***** Dataset excerpts

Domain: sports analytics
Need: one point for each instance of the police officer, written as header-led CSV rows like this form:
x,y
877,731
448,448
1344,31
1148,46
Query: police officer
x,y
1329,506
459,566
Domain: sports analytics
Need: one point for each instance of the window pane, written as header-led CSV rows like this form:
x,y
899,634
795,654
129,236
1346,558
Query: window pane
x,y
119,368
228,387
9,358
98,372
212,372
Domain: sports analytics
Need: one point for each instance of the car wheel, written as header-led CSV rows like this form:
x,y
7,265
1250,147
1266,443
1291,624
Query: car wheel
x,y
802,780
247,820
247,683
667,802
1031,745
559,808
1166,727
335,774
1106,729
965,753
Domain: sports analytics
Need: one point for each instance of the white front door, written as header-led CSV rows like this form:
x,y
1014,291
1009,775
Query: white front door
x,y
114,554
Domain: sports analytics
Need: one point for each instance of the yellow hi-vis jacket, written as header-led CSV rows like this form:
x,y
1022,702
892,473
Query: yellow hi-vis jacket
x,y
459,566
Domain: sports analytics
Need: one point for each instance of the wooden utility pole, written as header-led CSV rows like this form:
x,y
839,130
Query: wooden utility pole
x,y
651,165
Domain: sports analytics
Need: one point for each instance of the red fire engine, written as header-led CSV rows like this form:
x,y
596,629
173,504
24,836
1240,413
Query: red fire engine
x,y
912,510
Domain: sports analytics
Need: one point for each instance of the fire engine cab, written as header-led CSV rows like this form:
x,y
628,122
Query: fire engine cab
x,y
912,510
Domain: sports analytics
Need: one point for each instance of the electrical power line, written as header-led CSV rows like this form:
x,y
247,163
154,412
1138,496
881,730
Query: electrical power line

**********

*Problem statement*.
Give all the records above as a JSON list of strings, with one string for each line and no entries for blank lines.

*Result of the task*.
[
  "Domain: sports analytics",
  "Need: one point for each instance of the police officer, written as header-led CSV rows like this form:",
  "x,y",
  "877,731",
  "448,448",
  "1344,31",
  "1148,46",
  "Query: police officer",
  "x,y",
  "1329,506",
  "459,566",
  "Domain: sports analytics",
  "Need: one point for each instance of the window pane, written as header-led CSV rows like this form:",
  "x,y",
  "899,634",
  "795,654",
  "129,236",
  "1346,558",
  "Query: window pane",
  "x,y",
  "119,368",
  "228,387",
  "9,358",
  "98,372",
  "212,372",
  "Domain: sports analytics",
  "Need: one point for each instance of the car wheel, written as header-led CSV rows like this form:",
  "x,y",
  "7,265",
  "1250,147",
  "1266,443",
  "1291,624",
  "Query: car wheel",
  "x,y",
  "802,780",
  "247,820",
  "247,683",
  "667,802",
  "1031,745",
  "559,808",
  "1166,727",
  "335,774",
  "1106,729",
  "965,753",
  "Domain: sports analytics",
  "Need: one point for each instance of the white front door, written as header-led CSV rows like this form:",
  "x,y",
  "1014,291",
  "1009,775",
  "Query: white front door",
  "x,y",
  "114,554",
  "Domain: sports analytics",
  "Need: one point for each instance of the yellow hi-vis jacket, written as header-led CSV rows like this form:",
  "x,y",
  "1022,702",
  "892,473",
  "Query: yellow hi-vis jacket",
  "x,y",
  "459,566",
  "Domain: sports analytics",
  "Need: one point for each instance of the wooden utility pole, written as header-led CSV rows like this form:",
  "x,y",
  "839,130",
  "Query: wooden utility pole",
  "x,y",
  "651,165",
  "Domain: sports analytics",
  "Need: one point for each instance of the red fire engine, written as header-led CSV rows like this form:",
  "x,y",
  "596,629",
  "173,504",
  "24,836",
  "1240,413",
  "Query: red fire engine",
  "x,y",
  "912,510",
  "Domain: sports analytics",
  "Need: one point for each instance of the fire engine cab, written as header-led CSV rows like this form:",
  "x,y",
  "628,122",
  "Query: fire engine cab",
  "x,y",
  "912,510",
  "Domain: sports analytics",
  "Need: one point for each instance of the electrical power line, written as header-led CSV rows like this form:",
  "x,y",
  "247,163",
  "154,412",
  "1138,496",
  "881,730",
  "Query: electrical power line"
]